(Dataset entries)
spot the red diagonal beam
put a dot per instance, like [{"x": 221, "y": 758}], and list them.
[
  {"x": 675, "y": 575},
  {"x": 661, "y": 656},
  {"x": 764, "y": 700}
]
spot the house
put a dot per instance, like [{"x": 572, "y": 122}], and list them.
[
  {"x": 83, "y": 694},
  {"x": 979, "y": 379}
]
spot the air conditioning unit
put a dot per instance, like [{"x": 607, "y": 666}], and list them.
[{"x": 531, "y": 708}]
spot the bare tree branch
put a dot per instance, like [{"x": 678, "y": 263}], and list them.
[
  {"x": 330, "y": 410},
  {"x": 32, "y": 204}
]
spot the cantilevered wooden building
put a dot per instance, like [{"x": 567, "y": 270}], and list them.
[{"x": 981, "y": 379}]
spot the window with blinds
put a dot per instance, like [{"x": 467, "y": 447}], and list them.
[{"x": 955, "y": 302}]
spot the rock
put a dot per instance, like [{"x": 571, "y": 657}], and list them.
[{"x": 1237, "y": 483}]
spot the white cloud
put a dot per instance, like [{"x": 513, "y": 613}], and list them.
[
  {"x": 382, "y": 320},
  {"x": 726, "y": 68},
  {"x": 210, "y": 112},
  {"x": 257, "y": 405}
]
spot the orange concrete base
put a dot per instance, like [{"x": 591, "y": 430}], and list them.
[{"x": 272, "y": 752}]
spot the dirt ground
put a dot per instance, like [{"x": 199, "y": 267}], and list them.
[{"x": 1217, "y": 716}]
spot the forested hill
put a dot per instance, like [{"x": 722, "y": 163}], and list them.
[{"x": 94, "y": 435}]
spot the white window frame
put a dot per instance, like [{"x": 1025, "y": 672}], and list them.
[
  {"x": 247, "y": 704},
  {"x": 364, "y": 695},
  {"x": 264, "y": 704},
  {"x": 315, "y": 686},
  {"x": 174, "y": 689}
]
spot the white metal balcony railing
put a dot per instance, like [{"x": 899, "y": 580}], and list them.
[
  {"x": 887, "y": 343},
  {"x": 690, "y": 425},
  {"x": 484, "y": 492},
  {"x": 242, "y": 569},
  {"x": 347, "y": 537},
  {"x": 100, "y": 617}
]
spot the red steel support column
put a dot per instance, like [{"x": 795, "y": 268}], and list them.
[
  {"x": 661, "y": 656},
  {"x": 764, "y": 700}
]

WHAT THE EXERCISE ASKS:
Only a number belongs in the answer: the number of lines in the preceding data that hold "window".

RESPONSE BOX:
2